▶ _What is expected_
Please condense the paragraph starting "The cash rate has been slashed" from the banking news posts below into a shorter version that keeps its main facts.

▶ _Extract provided_

------------------------

Tuesday, April 15, 2014

Reserve Bank reassures borrowers that rates are on hold - for now


The Reserve Bank has once again reassured borrowers that interest rates will remain steady until it's convinced the economy is back on track.

In the minutes from its April meeting two weeks ago, the RBA Board said it was "prudent" to leave cash rate unchanged at its historic low of 2.5 percent.

"Members noted that the cash rate could remain at the current level for some time if the economy was to evolve broadly as expected," the minutes say.

"Developments over the past month had not changed that assessment."

The RBA said there had been "further signs that low interest rates were supporting domestic activity."

The cash rate has been slashed by 2.25 percentage points since the RBA's cutting cycle began in late 2011 when the Eurozone debt crisis showed signs of destabilising the global economy.

While the RBA says interest rates are "appropriately configured", many economists believe the central bank is softening borrowers up for a rate rise late this year or early next year.

The April meeting took place before last week's surprise drop in the official unemployment rate to 5.8 percent.

That result is in contrast the the minutes which refer to the March jobless rate of 6 percent and a "labour market that remained weak."

However, the minutes highlight the volatility of monthly jobs data from the Bureau of Statistics from earlier in the year.

"Members noted that while the February data may have overstated the improvement in the labour market, it was also possible that earlier data had overstated the weakness."

The minutes also refer to positive economic indicators with retail sales up 1.2 percent in January, housing prices in March up 10 percent nationwide in March and dwelling investment increasing moderately in the December quarters.

However, it also notes that motor vehicle sales declined in February and business conditions have been "somewhat mixed".

The Board also said while mining investment was down in the period, non-mining business investment was also weaker.

"Businesses were still somewhat reluctant to commit to major investments," the minutes say.

The RBA is also watching a continued easing of economic growth in China and the recent decline in prices for iron ore, steel and coal.

Thursday, April 3, 2014

NAB boss Cameron Clyne retiring at 46 to spend more time with his family


Here's my interview with National Australia Bank chief executive Cameron Clyne who surprised the market by announcing his retirement this morning.


Wednesday, April 2, 2014

Property speculation warnings: we've heard it all before. But are investors listening?



Revelations about surging property prices in Australian capital cities have renewed worries that a dangerous real estate bubble might be emerging.

But while the warnings have been getting louder in recent months, they're hardly new.

The Reserve Bank governor Glenn Stevens has been on the front foot in recent years with a message that investors should not expect instant capital gains from property investment or speculation.

While avoiding the "bubble" word, the warnings have been straight-talking and jargon free - clearly designed as a reality check for unsophisticated property punters.

------------------------

Dataset excerpt
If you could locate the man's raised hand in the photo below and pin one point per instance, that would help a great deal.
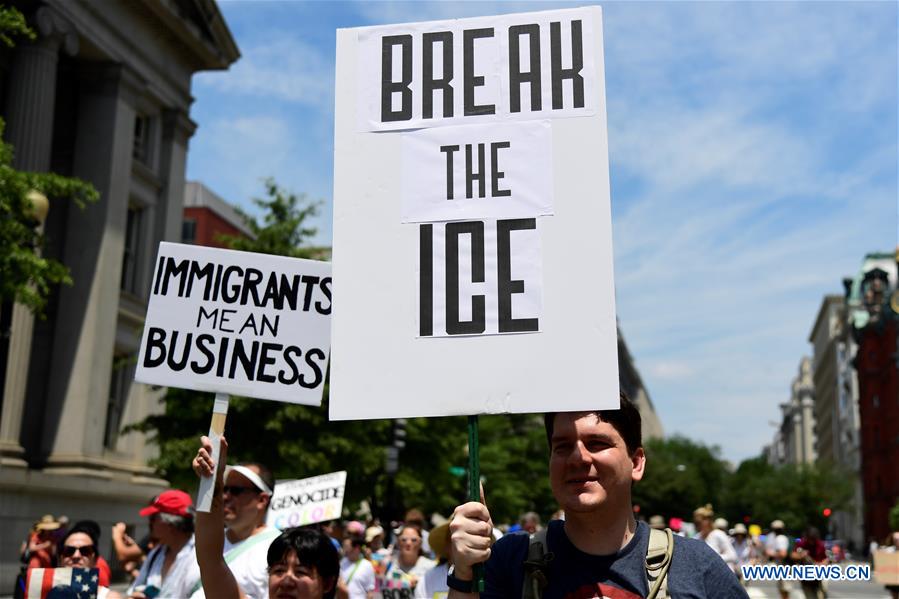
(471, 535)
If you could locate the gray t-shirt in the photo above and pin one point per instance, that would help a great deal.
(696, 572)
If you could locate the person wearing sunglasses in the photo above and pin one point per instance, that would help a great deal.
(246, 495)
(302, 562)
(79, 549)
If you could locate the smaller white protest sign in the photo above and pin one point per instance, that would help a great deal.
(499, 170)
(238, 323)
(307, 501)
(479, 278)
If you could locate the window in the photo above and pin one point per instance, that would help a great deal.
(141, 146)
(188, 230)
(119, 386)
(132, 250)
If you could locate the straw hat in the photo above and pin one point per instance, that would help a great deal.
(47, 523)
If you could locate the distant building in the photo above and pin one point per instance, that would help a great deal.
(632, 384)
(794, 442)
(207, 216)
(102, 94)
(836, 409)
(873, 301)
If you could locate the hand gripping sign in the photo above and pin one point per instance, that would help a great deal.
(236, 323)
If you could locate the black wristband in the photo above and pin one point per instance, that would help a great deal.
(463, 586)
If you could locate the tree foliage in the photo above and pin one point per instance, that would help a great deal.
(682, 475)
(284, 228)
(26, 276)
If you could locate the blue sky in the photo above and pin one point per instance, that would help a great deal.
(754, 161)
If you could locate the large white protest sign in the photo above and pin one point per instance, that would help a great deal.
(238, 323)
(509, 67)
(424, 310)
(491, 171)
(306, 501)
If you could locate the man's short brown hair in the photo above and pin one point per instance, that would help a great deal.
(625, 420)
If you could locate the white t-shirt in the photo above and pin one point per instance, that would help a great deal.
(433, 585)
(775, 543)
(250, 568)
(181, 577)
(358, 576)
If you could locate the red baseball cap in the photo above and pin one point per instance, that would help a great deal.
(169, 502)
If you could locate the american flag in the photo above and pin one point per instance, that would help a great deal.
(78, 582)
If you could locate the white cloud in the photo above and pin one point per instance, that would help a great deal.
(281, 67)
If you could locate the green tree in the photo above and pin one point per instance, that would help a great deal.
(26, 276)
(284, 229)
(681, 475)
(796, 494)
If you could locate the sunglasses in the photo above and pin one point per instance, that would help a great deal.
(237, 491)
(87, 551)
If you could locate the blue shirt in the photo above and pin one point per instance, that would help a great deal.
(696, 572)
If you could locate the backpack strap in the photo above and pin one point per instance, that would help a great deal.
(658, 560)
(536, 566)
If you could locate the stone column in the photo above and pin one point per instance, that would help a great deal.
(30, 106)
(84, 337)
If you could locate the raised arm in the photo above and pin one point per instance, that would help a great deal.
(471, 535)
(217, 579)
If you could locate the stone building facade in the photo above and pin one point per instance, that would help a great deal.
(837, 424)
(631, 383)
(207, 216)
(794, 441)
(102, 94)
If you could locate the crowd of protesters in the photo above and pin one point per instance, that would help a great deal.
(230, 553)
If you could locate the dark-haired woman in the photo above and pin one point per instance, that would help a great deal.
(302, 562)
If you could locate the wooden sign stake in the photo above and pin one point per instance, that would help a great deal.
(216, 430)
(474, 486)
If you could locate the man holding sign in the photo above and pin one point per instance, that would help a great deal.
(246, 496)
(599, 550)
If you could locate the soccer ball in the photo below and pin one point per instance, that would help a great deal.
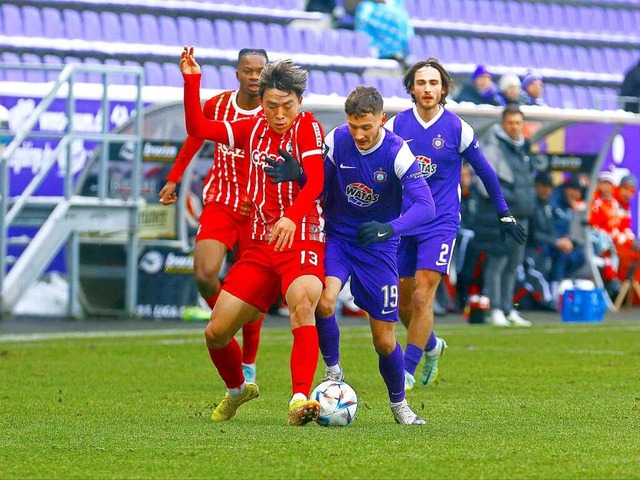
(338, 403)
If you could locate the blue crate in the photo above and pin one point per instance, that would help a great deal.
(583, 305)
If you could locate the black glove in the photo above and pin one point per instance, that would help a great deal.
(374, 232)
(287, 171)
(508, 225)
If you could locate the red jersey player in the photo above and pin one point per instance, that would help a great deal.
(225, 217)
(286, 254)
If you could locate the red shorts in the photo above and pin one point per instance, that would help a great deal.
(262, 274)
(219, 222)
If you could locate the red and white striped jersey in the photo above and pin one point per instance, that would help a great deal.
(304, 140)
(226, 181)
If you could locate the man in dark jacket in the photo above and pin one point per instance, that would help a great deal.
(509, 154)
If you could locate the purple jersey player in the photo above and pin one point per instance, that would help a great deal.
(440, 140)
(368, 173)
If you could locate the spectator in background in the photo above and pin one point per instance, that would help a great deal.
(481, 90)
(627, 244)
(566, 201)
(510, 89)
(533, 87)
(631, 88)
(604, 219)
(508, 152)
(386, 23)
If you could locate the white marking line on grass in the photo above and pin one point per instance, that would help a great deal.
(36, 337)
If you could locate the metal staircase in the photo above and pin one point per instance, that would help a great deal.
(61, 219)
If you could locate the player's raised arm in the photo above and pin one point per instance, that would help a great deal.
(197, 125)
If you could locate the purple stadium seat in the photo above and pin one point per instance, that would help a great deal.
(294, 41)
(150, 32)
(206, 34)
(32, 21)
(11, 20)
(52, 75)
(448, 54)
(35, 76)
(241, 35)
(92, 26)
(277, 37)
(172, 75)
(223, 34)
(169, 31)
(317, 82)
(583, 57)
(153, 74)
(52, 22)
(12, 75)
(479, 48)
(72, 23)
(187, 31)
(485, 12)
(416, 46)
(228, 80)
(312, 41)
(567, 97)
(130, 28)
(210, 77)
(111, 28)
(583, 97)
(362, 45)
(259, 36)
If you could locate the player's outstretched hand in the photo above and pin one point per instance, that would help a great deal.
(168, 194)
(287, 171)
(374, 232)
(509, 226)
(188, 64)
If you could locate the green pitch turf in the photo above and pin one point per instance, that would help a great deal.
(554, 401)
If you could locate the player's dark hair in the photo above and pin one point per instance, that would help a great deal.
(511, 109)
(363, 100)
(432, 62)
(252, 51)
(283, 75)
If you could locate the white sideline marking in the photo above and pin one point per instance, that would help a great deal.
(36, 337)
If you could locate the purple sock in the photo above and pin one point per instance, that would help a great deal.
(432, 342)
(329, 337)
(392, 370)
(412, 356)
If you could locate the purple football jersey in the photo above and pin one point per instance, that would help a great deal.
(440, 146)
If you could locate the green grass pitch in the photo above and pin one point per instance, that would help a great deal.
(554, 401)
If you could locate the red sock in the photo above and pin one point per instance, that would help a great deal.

------------------------

▶ _Solution to this exercise_
The RBA has cut the cash rate by 2.25 percentage points since late 2011, when the Eurozone debt crisis began threatening to destabilize the global economy.